* Begin EXERCISE INPUT *
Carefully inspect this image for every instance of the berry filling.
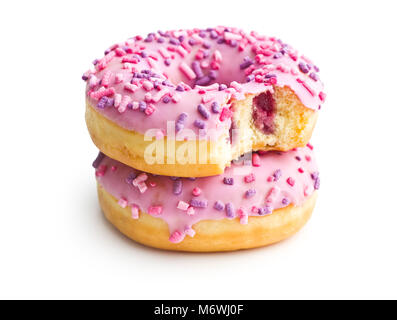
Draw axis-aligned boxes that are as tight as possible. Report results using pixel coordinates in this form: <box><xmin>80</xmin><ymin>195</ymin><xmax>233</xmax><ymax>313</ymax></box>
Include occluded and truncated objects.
<box><xmin>252</xmin><ymin>91</ymin><xmax>276</xmax><ymax>134</ymax></box>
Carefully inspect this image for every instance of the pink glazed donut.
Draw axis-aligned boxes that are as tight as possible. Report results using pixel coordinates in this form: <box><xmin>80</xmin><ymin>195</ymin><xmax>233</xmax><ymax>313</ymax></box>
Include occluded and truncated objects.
<box><xmin>83</xmin><ymin>27</ymin><xmax>325</xmax><ymax>177</ymax></box>
<box><xmin>93</xmin><ymin>144</ymin><xmax>320</xmax><ymax>251</ymax></box>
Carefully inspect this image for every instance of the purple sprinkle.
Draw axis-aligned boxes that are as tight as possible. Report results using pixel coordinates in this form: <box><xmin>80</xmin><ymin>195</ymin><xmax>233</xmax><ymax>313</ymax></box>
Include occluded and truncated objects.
<box><xmin>203</xmin><ymin>42</ymin><xmax>211</xmax><ymax>49</ymax></box>
<box><xmin>139</xmin><ymin>101</ymin><xmax>147</xmax><ymax>111</ymax></box>
<box><xmin>309</xmin><ymin>72</ymin><xmax>318</xmax><ymax>81</ymax></box>
<box><xmin>211</xmin><ymin>101</ymin><xmax>221</xmax><ymax>113</ymax></box>
<box><xmin>190</xmin><ymin>199</ymin><xmax>208</xmax><ymax>208</ymax></box>
<box><xmin>172</xmin><ymin>179</ymin><xmax>182</xmax><ymax>195</ymax></box>
<box><xmin>245</xmin><ymin>189</ymin><xmax>256</xmax><ymax>198</ymax></box>
<box><xmin>175</xmin><ymin>112</ymin><xmax>187</xmax><ymax>132</ymax></box>
<box><xmin>240</xmin><ymin>58</ymin><xmax>254</xmax><ymax>70</ymax></box>
<box><xmin>223</xmin><ymin>177</ymin><xmax>234</xmax><ymax>186</ymax></box>
<box><xmin>314</xmin><ymin>177</ymin><xmax>320</xmax><ymax>190</ymax></box>
<box><xmin>210</xmin><ymin>30</ymin><xmax>218</xmax><ymax>39</ymax></box>
<box><xmin>258</xmin><ymin>206</ymin><xmax>272</xmax><ymax>216</ymax></box>
<box><xmin>106</xmin><ymin>98</ymin><xmax>114</xmax><ymax>107</ymax></box>
<box><xmin>92</xmin><ymin>151</ymin><xmax>105</xmax><ymax>169</ymax></box>
<box><xmin>281</xmin><ymin>198</ymin><xmax>289</xmax><ymax>206</ymax></box>
<box><xmin>196</xmin><ymin>76</ymin><xmax>211</xmax><ymax>86</ymax></box>
<box><xmin>125</xmin><ymin>172</ymin><xmax>136</xmax><ymax>185</ymax></box>
<box><xmin>97</xmin><ymin>97</ymin><xmax>108</xmax><ymax>109</ymax></box>
<box><xmin>192</xmin><ymin>61</ymin><xmax>204</xmax><ymax>79</ymax></box>
<box><xmin>245</xmin><ymin>74</ymin><xmax>255</xmax><ymax>82</ymax></box>
<box><xmin>229</xmin><ymin>40</ymin><xmax>237</xmax><ymax>48</ymax></box>
<box><xmin>170</xmin><ymin>38</ymin><xmax>179</xmax><ymax>46</ymax></box>
<box><xmin>273</xmin><ymin>52</ymin><xmax>283</xmax><ymax>59</ymax></box>
<box><xmin>214</xmin><ymin>200</ymin><xmax>225</xmax><ymax>211</ymax></box>
<box><xmin>311</xmin><ymin>172</ymin><xmax>319</xmax><ymax>180</ymax></box>
<box><xmin>273</xmin><ymin>169</ymin><xmax>282</xmax><ymax>181</ymax></box>
<box><xmin>193</xmin><ymin>119</ymin><xmax>205</xmax><ymax>129</ymax></box>
<box><xmin>208</xmin><ymin>70</ymin><xmax>218</xmax><ymax>80</ymax></box>
<box><xmin>298</xmin><ymin>62</ymin><xmax>309</xmax><ymax>73</ymax></box>
<box><xmin>197</xmin><ymin>103</ymin><xmax>210</xmax><ymax>120</ymax></box>
<box><xmin>226</xmin><ymin>202</ymin><xmax>236</xmax><ymax>218</ymax></box>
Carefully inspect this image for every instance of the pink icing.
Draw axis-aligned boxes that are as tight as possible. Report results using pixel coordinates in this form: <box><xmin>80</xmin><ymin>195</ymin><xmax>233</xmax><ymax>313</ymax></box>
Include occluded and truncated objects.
<box><xmin>83</xmin><ymin>27</ymin><xmax>325</xmax><ymax>133</ymax></box>
<box><xmin>95</xmin><ymin>145</ymin><xmax>320</xmax><ymax>241</ymax></box>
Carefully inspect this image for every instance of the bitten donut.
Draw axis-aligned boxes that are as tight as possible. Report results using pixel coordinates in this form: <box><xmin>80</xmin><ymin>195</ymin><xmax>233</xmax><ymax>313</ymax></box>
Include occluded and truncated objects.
<box><xmin>83</xmin><ymin>27</ymin><xmax>325</xmax><ymax>177</ymax></box>
<box><xmin>93</xmin><ymin>145</ymin><xmax>320</xmax><ymax>251</ymax></box>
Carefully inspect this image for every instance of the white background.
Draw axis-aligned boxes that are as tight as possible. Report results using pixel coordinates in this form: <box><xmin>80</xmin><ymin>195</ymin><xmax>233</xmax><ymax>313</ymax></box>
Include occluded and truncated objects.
<box><xmin>0</xmin><ymin>0</ymin><xmax>397</xmax><ymax>299</ymax></box>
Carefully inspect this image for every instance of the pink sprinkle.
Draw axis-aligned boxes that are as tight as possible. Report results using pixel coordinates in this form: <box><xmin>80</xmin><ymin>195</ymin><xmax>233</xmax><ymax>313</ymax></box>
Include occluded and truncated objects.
<box><xmin>114</xmin><ymin>72</ymin><xmax>124</xmax><ymax>83</ymax></box>
<box><xmin>143</xmin><ymin>80</ymin><xmax>154</xmax><ymax>91</ymax></box>
<box><xmin>114</xmin><ymin>93</ymin><xmax>122</xmax><ymax>108</ymax></box>
<box><xmin>159</xmin><ymin>47</ymin><xmax>171</xmax><ymax>59</ymax></box>
<box><xmin>131</xmin><ymin>204</ymin><xmax>139</xmax><ymax>219</ymax></box>
<box><xmin>172</xmin><ymin>93</ymin><xmax>181</xmax><ymax>103</ymax></box>
<box><xmin>145</xmin><ymin>103</ymin><xmax>156</xmax><ymax>116</ymax></box>
<box><xmin>214</xmin><ymin>50</ymin><xmax>222</xmax><ymax>62</ymax></box>
<box><xmin>145</xmin><ymin>92</ymin><xmax>152</xmax><ymax>102</ymax></box>
<box><xmin>138</xmin><ymin>182</ymin><xmax>147</xmax><ymax>193</ymax></box>
<box><xmin>237</xmin><ymin>208</ymin><xmax>248</xmax><ymax>224</ymax></box>
<box><xmin>287</xmin><ymin>177</ymin><xmax>295</xmax><ymax>187</ymax></box>
<box><xmin>186</xmin><ymin>207</ymin><xmax>194</xmax><ymax>216</ymax></box>
<box><xmin>224</xmin><ymin>32</ymin><xmax>242</xmax><ymax>40</ymax></box>
<box><xmin>252</xmin><ymin>153</ymin><xmax>261</xmax><ymax>167</ymax></box>
<box><xmin>185</xmin><ymin>227</ymin><xmax>196</xmax><ymax>238</ymax></box>
<box><xmin>192</xmin><ymin>187</ymin><xmax>201</xmax><ymax>197</ymax></box>
<box><xmin>244</xmin><ymin>173</ymin><xmax>255</xmax><ymax>183</ymax></box>
<box><xmin>88</xmin><ymin>75</ymin><xmax>99</xmax><ymax>88</ymax></box>
<box><xmin>117</xmin><ymin>198</ymin><xmax>128</xmax><ymax>208</ymax></box>
<box><xmin>117</xmin><ymin>96</ymin><xmax>131</xmax><ymax>113</ymax></box>
<box><xmin>176</xmin><ymin>46</ymin><xmax>188</xmax><ymax>58</ymax></box>
<box><xmin>265</xmin><ymin>186</ymin><xmax>280</xmax><ymax>204</ymax></box>
<box><xmin>303</xmin><ymin>186</ymin><xmax>309</xmax><ymax>197</ymax></box>
<box><xmin>124</xmin><ymin>83</ymin><xmax>138</xmax><ymax>92</ymax></box>
<box><xmin>95</xmin><ymin>164</ymin><xmax>108</xmax><ymax>177</ymax></box>
<box><xmin>132</xmin><ymin>173</ymin><xmax>148</xmax><ymax>187</ymax></box>
<box><xmin>169</xmin><ymin>230</ymin><xmax>184</xmax><ymax>243</ymax></box>
<box><xmin>179</xmin><ymin>62</ymin><xmax>196</xmax><ymax>80</ymax></box>
<box><xmin>230</xmin><ymin>81</ymin><xmax>243</xmax><ymax>92</ymax></box>
<box><xmin>152</xmin><ymin>89</ymin><xmax>169</xmax><ymax>102</ymax></box>
<box><xmin>148</xmin><ymin>206</ymin><xmax>163</xmax><ymax>217</ymax></box>
<box><xmin>201</xmin><ymin>93</ymin><xmax>215</xmax><ymax>103</ymax></box>
<box><xmin>219</xmin><ymin>108</ymin><xmax>233</xmax><ymax>121</ymax></box>
<box><xmin>176</xmin><ymin>201</ymin><xmax>189</xmax><ymax>211</ymax></box>
<box><xmin>318</xmin><ymin>91</ymin><xmax>327</xmax><ymax>102</ymax></box>
<box><xmin>101</xmin><ymin>70</ymin><xmax>113</xmax><ymax>88</ymax></box>
<box><xmin>90</xmin><ymin>88</ymin><xmax>115</xmax><ymax>100</ymax></box>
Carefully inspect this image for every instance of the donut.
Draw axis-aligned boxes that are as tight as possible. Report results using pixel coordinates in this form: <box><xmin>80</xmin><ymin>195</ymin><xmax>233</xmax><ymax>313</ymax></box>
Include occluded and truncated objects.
<box><xmin>83</xmin><ymin>27</ymin><xmax>325</xmax><ymax>177</ymax></box>
<box><xmin>93</xmin><ymin>144</ymin><xmax>320</xmax><ymax>252</ymax></box>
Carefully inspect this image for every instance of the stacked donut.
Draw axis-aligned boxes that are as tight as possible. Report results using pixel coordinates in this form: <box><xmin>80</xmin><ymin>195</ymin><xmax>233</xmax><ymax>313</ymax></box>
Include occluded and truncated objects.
<box><xmin>83</xmin><ymin>27</ymin><xmax>325</xmax><ymax>251</ymax></box>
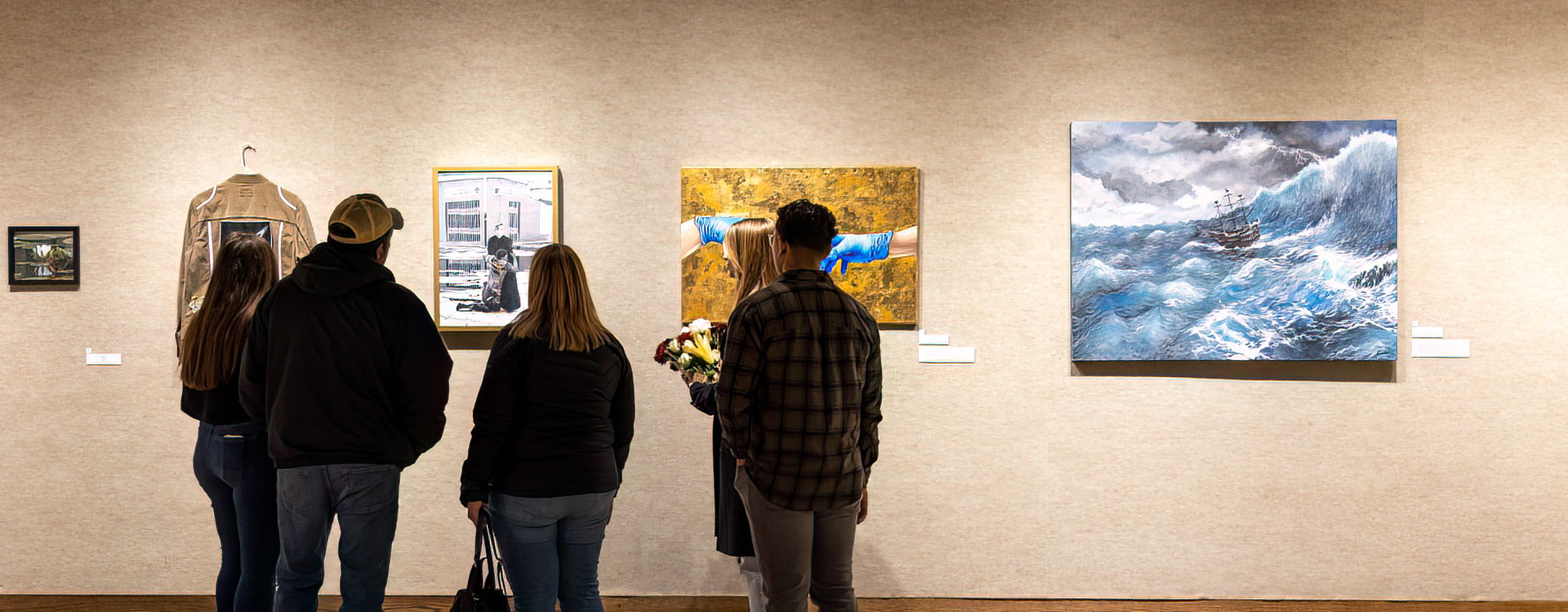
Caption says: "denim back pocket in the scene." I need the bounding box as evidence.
[218,433,256,487]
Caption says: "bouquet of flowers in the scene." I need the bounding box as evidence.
[654,319,724,379]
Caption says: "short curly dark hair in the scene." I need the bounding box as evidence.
[773,197,839,252]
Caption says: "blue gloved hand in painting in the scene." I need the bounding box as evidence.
[692,216,745,244]
[822,232,892,276]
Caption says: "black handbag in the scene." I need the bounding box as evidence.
[452,508,511,612]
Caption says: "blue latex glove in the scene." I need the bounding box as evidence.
[822,232,892,276]
[692,216,745,244]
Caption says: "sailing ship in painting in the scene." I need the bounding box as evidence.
[1072,121,1399,360]
[1209,189,1258,249]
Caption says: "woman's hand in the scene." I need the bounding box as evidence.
[680,373,714,387]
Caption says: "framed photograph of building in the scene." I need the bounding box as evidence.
[431,166,561,332]
[7,225,82,288]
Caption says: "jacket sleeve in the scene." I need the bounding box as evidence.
[235,296,271,423]
[687,382,718,416]
[610,343,637,472]
[395,295,452,454]
[716,304,764,460]
[859,327,881,481]
[460,330,528,504]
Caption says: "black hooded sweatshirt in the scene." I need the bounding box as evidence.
[240,241,452,468]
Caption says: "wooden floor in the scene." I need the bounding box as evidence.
[0,595,1568,612]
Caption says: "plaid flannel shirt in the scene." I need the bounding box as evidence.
[718,269,881,510]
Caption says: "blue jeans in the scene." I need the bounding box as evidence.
[273,463,403,612]
[191,423,278,612]
[489,491,615,612]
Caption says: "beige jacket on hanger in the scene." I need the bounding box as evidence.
[174,174,315,346]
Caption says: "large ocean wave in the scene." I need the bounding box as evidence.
[1072,133,1399,360]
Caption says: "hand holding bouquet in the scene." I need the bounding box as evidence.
[654,319,724,379]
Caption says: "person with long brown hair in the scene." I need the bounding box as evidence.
[461,244,635,612]
[180,235,278,612]
[682,220,781,612]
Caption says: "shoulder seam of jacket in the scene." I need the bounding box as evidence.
[196,184,218,210]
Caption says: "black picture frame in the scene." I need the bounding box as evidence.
[7,225,82,288]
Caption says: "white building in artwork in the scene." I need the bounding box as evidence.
[438,172,555,271]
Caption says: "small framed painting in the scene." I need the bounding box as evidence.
[7,225,82,288]
[431,166,561,332]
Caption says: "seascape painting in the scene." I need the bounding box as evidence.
[680,166,920,327]
[1071,121,1399,361]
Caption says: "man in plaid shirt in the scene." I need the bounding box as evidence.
[718,199,881,612]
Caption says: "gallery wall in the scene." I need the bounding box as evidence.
[0,0,1568,600]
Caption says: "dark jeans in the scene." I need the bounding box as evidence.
[191,423,278,612]
[735,469,861,612]
[489,491,615,612]
[273,463,402,612]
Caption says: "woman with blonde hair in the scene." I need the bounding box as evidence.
[684,220,782,612]
[180,235,278,612]
[461,244,635,612]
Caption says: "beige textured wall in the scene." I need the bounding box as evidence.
[0,0,1568,598]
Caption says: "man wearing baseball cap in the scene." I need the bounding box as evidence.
[240,194,452,612]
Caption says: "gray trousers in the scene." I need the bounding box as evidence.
[735,469,861,612]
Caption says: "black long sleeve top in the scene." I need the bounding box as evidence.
[461,327,637,503]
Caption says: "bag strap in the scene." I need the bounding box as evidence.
[477,508,506,593]
[467,513,484,593]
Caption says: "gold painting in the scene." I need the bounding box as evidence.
[680,166,920,327]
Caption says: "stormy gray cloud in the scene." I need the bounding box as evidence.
[1072,121,1394,225]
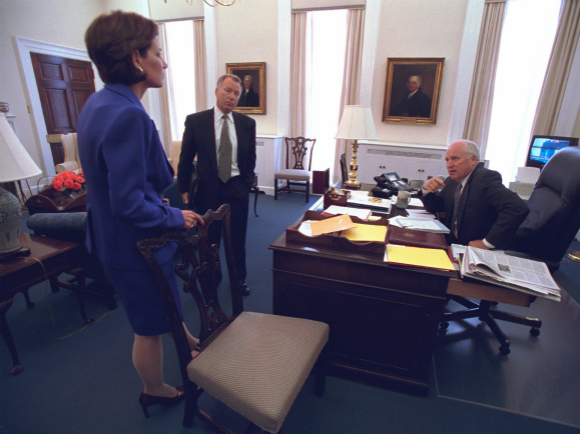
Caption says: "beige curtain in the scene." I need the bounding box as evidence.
[159,23,172,158]
[463,0,506,158]
[532,0,580,134]
[193,20,208,112]
[334,9,365,181]
[290,12,307,137]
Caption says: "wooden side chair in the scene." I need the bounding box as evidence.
[274,137,316,203]
[46,133,81,173]
[137,204,328,433]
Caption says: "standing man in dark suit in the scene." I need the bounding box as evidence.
[177,75,256,295]
[422,140,529,250]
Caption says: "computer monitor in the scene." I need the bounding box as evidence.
[526,135,578,169]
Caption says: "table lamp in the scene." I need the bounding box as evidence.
[335,105,379,190]
[0,103,42,259]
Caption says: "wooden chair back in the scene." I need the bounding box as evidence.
[284,137,316,172]
[137,204,328,433]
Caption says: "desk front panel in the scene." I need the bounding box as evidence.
[273,242,449,396]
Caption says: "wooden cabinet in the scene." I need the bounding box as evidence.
[358,143,447,184]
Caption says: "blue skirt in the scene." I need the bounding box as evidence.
[105,258,183,336]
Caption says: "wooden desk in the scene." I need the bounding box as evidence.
[0,232,89,374]
[270,235,454,397]
[270,192,530,397]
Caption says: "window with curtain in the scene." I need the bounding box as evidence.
[485,0,561,185]
[165,20,196,140]
[305,9,348,171]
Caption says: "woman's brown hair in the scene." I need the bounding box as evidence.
[85,11,159,85]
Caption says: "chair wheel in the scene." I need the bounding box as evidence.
[499,345,512,356]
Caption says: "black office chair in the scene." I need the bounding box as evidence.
[441,146,580,355]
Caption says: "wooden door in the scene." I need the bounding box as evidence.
[30,53,95,134]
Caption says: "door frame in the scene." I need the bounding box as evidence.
[14,36,103,175]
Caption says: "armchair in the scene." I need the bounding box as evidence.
[26,212,117,311]
[137,204,328,433]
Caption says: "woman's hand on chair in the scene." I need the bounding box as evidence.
[181,210,205,229]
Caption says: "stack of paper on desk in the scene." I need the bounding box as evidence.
[389,217,449,234]
[461,246,560,301]
[346,190,391,212]
[324,205,372,221]
[385,244,455,271]
[310,214,355,237]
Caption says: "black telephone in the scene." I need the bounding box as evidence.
[371,172,415,199]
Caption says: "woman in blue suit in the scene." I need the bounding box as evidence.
[77,11,203,417]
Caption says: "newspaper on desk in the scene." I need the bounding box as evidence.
[461,246,560,301]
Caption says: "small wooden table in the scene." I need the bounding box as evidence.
[0,232,87,375]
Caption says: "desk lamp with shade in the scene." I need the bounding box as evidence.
[0,103,42,260]
[335,105,379,190]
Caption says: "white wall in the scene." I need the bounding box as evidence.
[0,0,103,180]
[372,0,467,146]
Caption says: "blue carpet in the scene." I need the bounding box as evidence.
[0,194,580,434]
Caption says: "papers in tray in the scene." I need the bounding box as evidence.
[389,217,449,234]
[385,244,455,271]
[346,190,391,212]
[323,205,372,221]
[461,246,560,301]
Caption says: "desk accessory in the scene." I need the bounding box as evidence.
[335,105,379,190]
[387,226,447,251]
[0,103,42,255]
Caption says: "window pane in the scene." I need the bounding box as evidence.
[306,9,348,174]
[165,20,195,140]
[485,0,561,185]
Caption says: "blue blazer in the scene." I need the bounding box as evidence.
[77,84,185,270]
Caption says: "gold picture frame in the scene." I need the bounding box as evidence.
[226,62,266,115]
[383,57,445,125]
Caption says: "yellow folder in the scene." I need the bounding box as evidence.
[341,223,387,243]
[385,244,454,271]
* End EXERCISE INPUT *
= TASK =
Show each line of the material above that contains the string "dark", copied in full. Case counts.

= ANSWER TO THIS TASK =
Caption says: "short curly dark hair in the scene." I need the bounding box as evidence.
Caption says: "dark jeans in the scene." I need the bounding box as evidence.
Caption says: "standing man in dark suit in the scene." I need the bounding box as evidence.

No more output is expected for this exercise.